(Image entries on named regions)

'''

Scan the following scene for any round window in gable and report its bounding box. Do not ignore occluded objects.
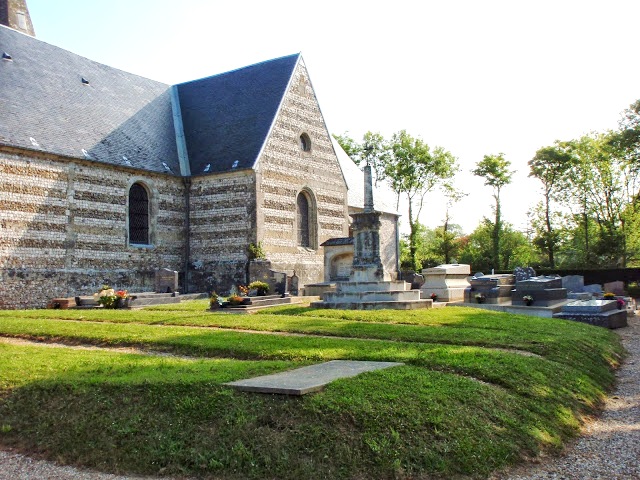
[300,133,311,152]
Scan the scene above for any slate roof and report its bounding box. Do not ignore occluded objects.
[0,25,180,174]
[177,54,300,175]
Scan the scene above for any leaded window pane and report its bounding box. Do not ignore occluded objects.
[297,193,311,247]
[129,183,149,245]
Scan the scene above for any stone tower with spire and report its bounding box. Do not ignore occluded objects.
[0,0,36,37]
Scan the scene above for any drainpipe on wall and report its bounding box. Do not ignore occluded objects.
[396,217,402,280]
[182,177,191,293]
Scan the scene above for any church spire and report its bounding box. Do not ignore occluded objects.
[0,0,36,37]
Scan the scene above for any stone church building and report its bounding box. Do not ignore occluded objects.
[0,0,398,308]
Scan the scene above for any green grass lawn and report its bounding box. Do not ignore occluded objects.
[0,301,622,479]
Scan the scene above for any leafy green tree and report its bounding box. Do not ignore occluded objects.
[384,130,457,271]
[472,153,513,269]
[529,141,575,268]
[459,217,539,273]
[567,132,640,267]
[431,222,463,264]
[400,222,435,272]
[333,132,391,185]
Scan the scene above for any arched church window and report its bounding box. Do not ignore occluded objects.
[300,133,311,152]
[297,192,311,247]
[129,183,150,245]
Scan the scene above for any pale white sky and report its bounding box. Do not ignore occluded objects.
[27,0,640,233]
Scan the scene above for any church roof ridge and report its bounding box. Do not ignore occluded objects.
[177,54,301,175]
[0,26,180,174]
[175,53,302,87]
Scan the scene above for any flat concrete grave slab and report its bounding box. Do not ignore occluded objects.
[225,360,404,395]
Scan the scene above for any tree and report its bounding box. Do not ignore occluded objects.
[384,130,457,271]
[459,217,538,273]
[333,132,391,185]
[567,132,640,267]
[529,141,574,268]
[472,153,513,270]
[431,222,462,263]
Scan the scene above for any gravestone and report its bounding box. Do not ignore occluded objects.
[562,275,584,293]
[154,268,178,293]
[583,283,602,295]
[604,281,624,295]
[553,300,627,328]
[512,275,567,307]
[311,165,433,310]
[464,274,515,304]
[513,267,536,282]
[421,264,471,302]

'''

▶ Aim of the exercise: Please put every line of the items above into a JSON list of strings, one string per line, leaving out blank lines and the pictures.

▶ Written response:
[
  "Scan the following scene for any round window in gable and report its bounding box. Do not ignore occluded objects.",
  "[300,133,311,152]",
  "Scan the scene above for any slate roof and report its bounding box. Do not ignore occluded objects.",
  "[0,25,180,174]",
  "[177,54,300,175]",
  "Scan the scene above for any leaded window pane and report its bounding box. Do not ignore occluded objects.",
  "[297,193,311,247]",
  "[129,183,149,245]",
  "Scan the scene above for any stone tower with spire and report its bounding box. Do not ignore occluded objects.",
  "[0,0,36,37]",
  "Scan the scene above for any drainpipe on wall and report its bounding box. Do not ignore occluded objects.",
  "[396,217,402,280]",
  "[182,177,191,293]",
  "Scan the scene above for any church spire and report its bounding box. Do not ignore occluded objects.",
  "[0,0,36,37]",
  "Scan the scene above for any stone church building and report its bounding box. Do not ignore occluded objects.",
  "[0,0,398,308]",
  "Scan the scene above for any green grass lawn and report its bounding box. Do not ignore occluded objects.",
  "[0,301,622,479]",
  "Scan the scene above for any leafy green tree and report its bounding box. Do not ignore occluded objects.",
  "[384,130,457,271]",
  "[472,153,513,269]",
  "[529,141,575,268]",
  "[459,217,539,273]",
  "[567,132,640,267]",
  "[431,222,463,264]",
  "[400,222,435,272]",
  "[333,132,391,185]",
  "Scan the scene above for any arched church window and report its bounding box. Do not ignore occluded objects.",
  "[300,133,311,152]",
  "[297,192,311,247]",
  "[129,183,150,245]",
  "Scan the scene above for any pale white sky and report its bounding box. Do not ignore occluded objects.",
  "[27,0,640,233]",
  "Scan the scene above for any church roof ridge and report its bounding box. Do not ignore occluded objects.",
  "[177,54,301,175]",
  "[0,26,180,174]",
  "[175,53,302,87]",
  "Scan the scene above for any flat concrete grave slab and report its bounding box. Do not ignore occluded objects.",
  "[225,360,404,395]",
  "Scan the scene above for any tree and report its bounding box. Do not ignore occluded objects.",
  "[384,130,457,271]",
  "[459,217,538,273]",
  "[333,132,391,185]",
  "[567,132,640,267]",
  "[529,141,574,268]",
  "[472,153,513,270]",
  "[431,222,462,263]",
  "Scan the scene above for any gravestone and report its bounding box. Do not ignore occluded objects.",
  "[562,275,584,293]",
  "[154,268,178,293]",
  "[583,283,602,295]",
  "[604,281,624,295]",
  "[553,300,627,328]",
  "[512,275,567,307]",
  "[311,165,433,310]",
  "[464,274,515,304]",
  "[513,267,536,282]",
  "[421,264,471,302]"
]